# YOUR TASK:
With pictures removed, the data below should be returned exactly.
|---|
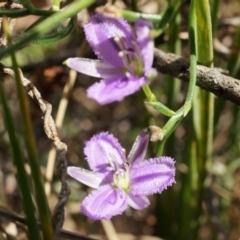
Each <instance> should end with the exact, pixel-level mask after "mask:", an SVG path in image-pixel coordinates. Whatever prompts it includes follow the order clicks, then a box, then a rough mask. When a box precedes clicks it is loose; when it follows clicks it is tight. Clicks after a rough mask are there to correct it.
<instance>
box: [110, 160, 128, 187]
mask: <svg viewBox="0 0 240 240" xmlns="http://www.w3.org/2000/svg"><path fill="white" fill-rule="evenodd" d="M113 185H114V187H117V188H119V189H122V190H123V191H125V192H128V191H129V187H130V177H129V167H128V165H127V164H126V166H125V169H122V168H120V169H118V170H117V171H116V172H115V173H114V175H113Z"/></svg>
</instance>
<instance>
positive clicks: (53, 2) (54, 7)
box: [52, 0, 61, 11]
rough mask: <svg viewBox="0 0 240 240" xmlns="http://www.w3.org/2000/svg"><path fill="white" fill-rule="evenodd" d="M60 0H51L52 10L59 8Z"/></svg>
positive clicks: (57, 10) (59, 9) (59, 8)
mask: <svg viewBox="0 0 240 240" xmlns="http://www.w3.org/2000/svg"><path fill="white" fill-rule="evenodd" d="M60 3H61V0H53V5H52V10H53V11H59V10H60Z"/></svg>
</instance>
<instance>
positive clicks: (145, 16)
mask: <svg viewBox="0 0 240 240" xmlns="http://www.w3.org/2000/svg"><path fill="white" fill-rule="evenodd" d="M117 11H118V12H119V15H120V16H121V17H122V18H125V19H127V20H128V21H129V22H135V21H137V20H138V19H139V18H143V19H146V20H148V21H150V22H152V23H154V24H158V23H159V21H160V20H161V18H162V16H161V15H155V14H146V13H139V12H133V11H129V10H122V9H118V10H117Z"/></svg>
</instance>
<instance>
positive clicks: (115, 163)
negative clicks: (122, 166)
|---|
# RESULT OF THIS EXERCISE:
Each <instance> should end with the exact, pixel-level mask after "mask:", an SVG path in image-pixel coordinates. Whatever prompts it includes follow the order clicks, then a box, then a rough mask. When a box precedes clicks it is loose; when it follows clicks it is tight. Clicks after a rough mask are there to correct it.
<instance>
box: [110, 160, 128, 187]
mask: <svg viewBox="0 0 240 240" xmlns="http://www.w3.org/2000/svg"><path fill="white" fill-rule="evenodd" d="M113 185H114V187H117V188H119V189H122V190H123V191H125V192H128V191H129V187H130V177H129V167H128V165H127V164H126V166H125V169H122V168H120V169H118V170H117V171H116V172H115V173H114V175H113Z"/></svg>
</instance>
<instance>
positive clicks: (53, 2) (54, 7)
box: [52, 0, 61, 11]
rough mask: <svg viewBox="0 0 240 240" xmlns="http://www.w3.org/2000/svg"><path fill="white" fill-rule="evenodd" d="M60 0H51L52 10L59 8Z"/></svg>
positive clicks: (57, 10) (59, 9) (59, 8)
mask: <svg viewBox="0 0 240 240" xmlns="http://www.w3.org/2000/svg"><path fill="white" fill-rule="evenodd" d="M60 3H61V0H53V5H52V10H53V11H59V10H60Z"/></svg>
</instance>
<instance>
positive clicks: (145, 16)
mask: <svg viewBox="0 0 240 240" xmlns="http://www.w3.org/2000/svg"><path fill="white" fill-rule="evenodd" d="M117 11H118V12H119V15H120V16H121V17H122V18H125V19H127V20H128V21H129V22H135V21H137V20H138V19H139V18H143V19H146V20H148V21H150V22H152V23H154V24H158V23H159V21H160V20H161V18H162V16H161V15H155V14H146V13H139V12H133V11H129V10H122V9H118V10H117Z"/></svg>
</instance>
<instance>
positive clicks: (115, 163)
negative clicks: (122, 166)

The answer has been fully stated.